* Set tasks:
- A) In the TECSIS supplier terms, on what day does TECSIS acquire ownership of tools the supplier produces for it?
- B) Using the TECSIS supplier terms, explain why TECSIS may refuse to accept the goods.
- C) Continue the TECSIS supplier terms from the point where they stop.

**** Extract ****

2. If TECSIS or its customers are claimed against due to the delivery and usage of the goods by a third party due to a violation of such rights, the supplier is obligated to exempt TECSIS from these claims. The obligation of exemption refers to all charges which arise for TECSIS in connection with the claim. In particular, TECSIS is entitled to obtain the permission for the usage of the goods from the third party at the supplier's expense.
1. If TECSIS is hindered in the fulfilment of its contractual obligations, in particular in the acceptance of the goods, by Acts of God, TECSIS will be exempted from liability for the duration of the hindrance as well as an appropriate starting time without being obligated to pay compensation to the supplier. The same applies if it is made unacceptably difficult or temporarily impossible for TECSIS to fulfil its obligations due to unpredictable circumstances or circumstances for which TECSIS is not responsible, in particular due to industrial disputes, official measures, energy shortage or substantial business disruption. TECSIS can refuse the acceptance of the goods, if such circumstances hinder the sale of the goods as a result of a decreased demand.
2. TECSIS is entitled to withdraw from the contract if such a hindrance continues for more than four months and if, as a result of the hindrance, the fulfilment of the contract is no longer in TECSIS's interest. At the request of the supplier, TECSIS will declare whether it will take advantage of its right of withdrawal after the expiration of the deadline or if it will accept the goods within an appropriate deadline.
1. TECSIS retains the property in samples, models, drawings, layouts, tools, software and other objects which are left with the supplier for the production of the goods ordered or for other reasons. TECSIS acquires ownership of the tools produced by the supplier for TECSIS on the day of their completion. Insofar as the tools are paid by TECSIS in several instalments, TECSIS acquires the co-ownership of the tools at a rate in the amount of the payments already made as compared to the value of the tools. TECSIS leaves the tools with the supplier for the production of the goods ordered.

**** Data excerpt ****

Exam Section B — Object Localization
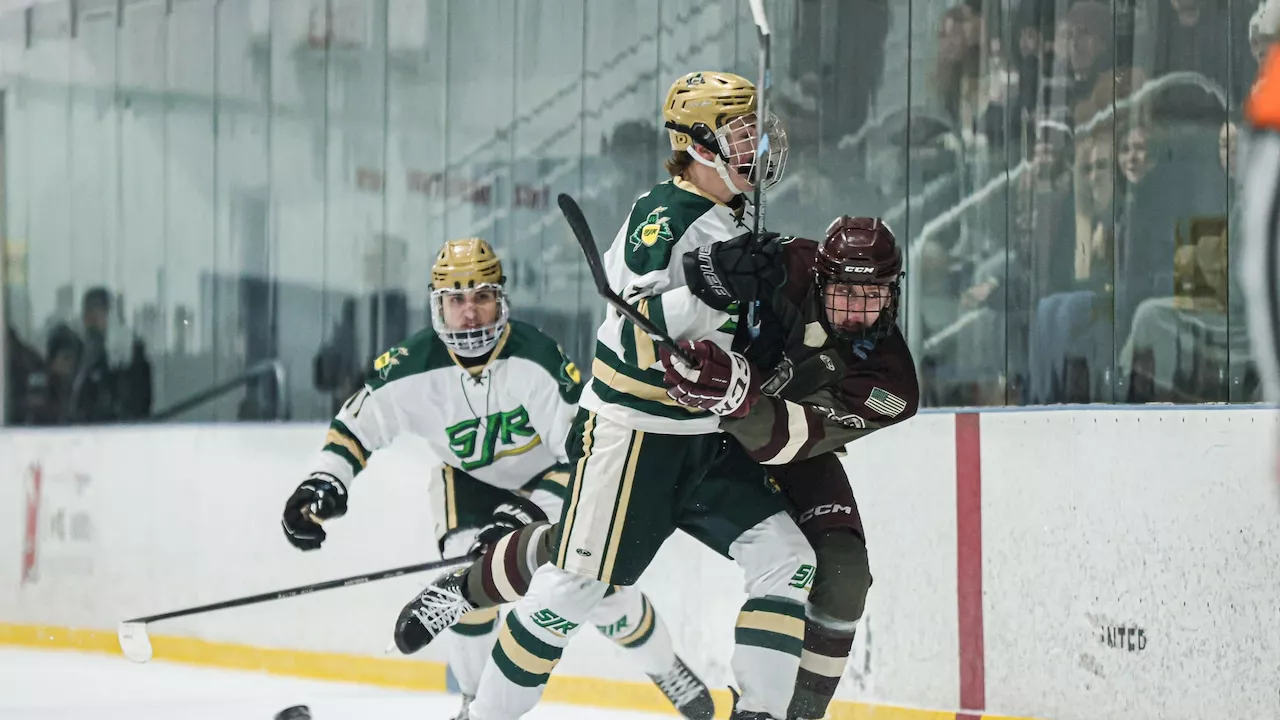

****

* Responses in order:
- A) TECSIS acquires ownership of those tools on the day of their completion.

- B) TECSIS may refuse acceptance when circumstances such as Acts of God, industrial disputes, official measures, energy shortage or substantial business disruption hinder the sale of the goods because demand has decreased.

- C)
2. The supplier is obligated to use these objects exclusively for the production of the goods ordered from TECSIS or according to other instructions stated by TECSIS. Such objects must not be made available to third parties. The supplier is not entitled to make copies, reproductions or other duplications of the objects. The supplier must return the objects to TECSIS immediately without further request and at its own expense, provided that their provision is no longer required.
3. The processing or alteration of left objects by the supplier is carried out for TECSIS. If such objects are processed with other objects of which TECSIS is not the proprietor, TECSIS will gain co-ownership of the new item at a ratio of the value of the object of TECSIS, as compared to the other processed objects at the time of processing. In the event that the objects are combined or mixed in such a manner that TECSIS loses its ownership, the supplier will assign ownership to the new item proportionate to the rate of the value of the objects of TECSIS, as compared to the other processed objects at the time of processing, and will keep the new items for TECSIS.
4. The supplier is obligated to treat the objects provided with care and to store them. The supplier must take out a replacement value insurance for the objects left against damage resulting from fire, water and theft at its own expense. The supplier will transfer all claims for compensation resulting for this cover to TECSIS from the start of this insurance. TECSIS herewith accepts this transfer. Insofar as an assignment should not be permissible according to the insurance contract, the supplier hereby irrevocably instructs the insurance company to make any payments to TECSIS only. This will not affect any further claims by TECSIS. The supplier is obligated to carry out the required maintenance and inspection measures as well as all servicing and repair measures of the objects provided in due time and at its own expense. The supplier must indicate occurring damage to TECSIS immediately and in writing.
5. Goods which are entirely or partly produced by the supplier in accordance with the requirements stated by TECSIS or subject to the usage of the objects left by TECSIS must only be used by the supplier itself or offered, supplied or otherwise made available to third parties by the supplier after prior written approval by TECSIS. The same applies to goods which TECSIS has not accepted due to well-founded reasons. In case of violations, the supplier must pay a contractual penalty to the amount of € 25,000.00 each to TECSIS. Further claims by TECSIS remain unaffected.
The supplier and TECSIS are mutually obligated for an unlimited period to keep all information about TECSIS confidential to which the supplier gains access and which is regarded as confidential or under such circumstances is recognisable as business or company secret; they will neither record it nor forward or use it, unless required for the supply of TECSIS. By means of appropriate contractual agreements with its employees and representatives, the supplier and TECSIS will ensure that these people will also refrain from any self-use, forwarding or unauthorised recording of such business and company secrets for an unlimited period of time.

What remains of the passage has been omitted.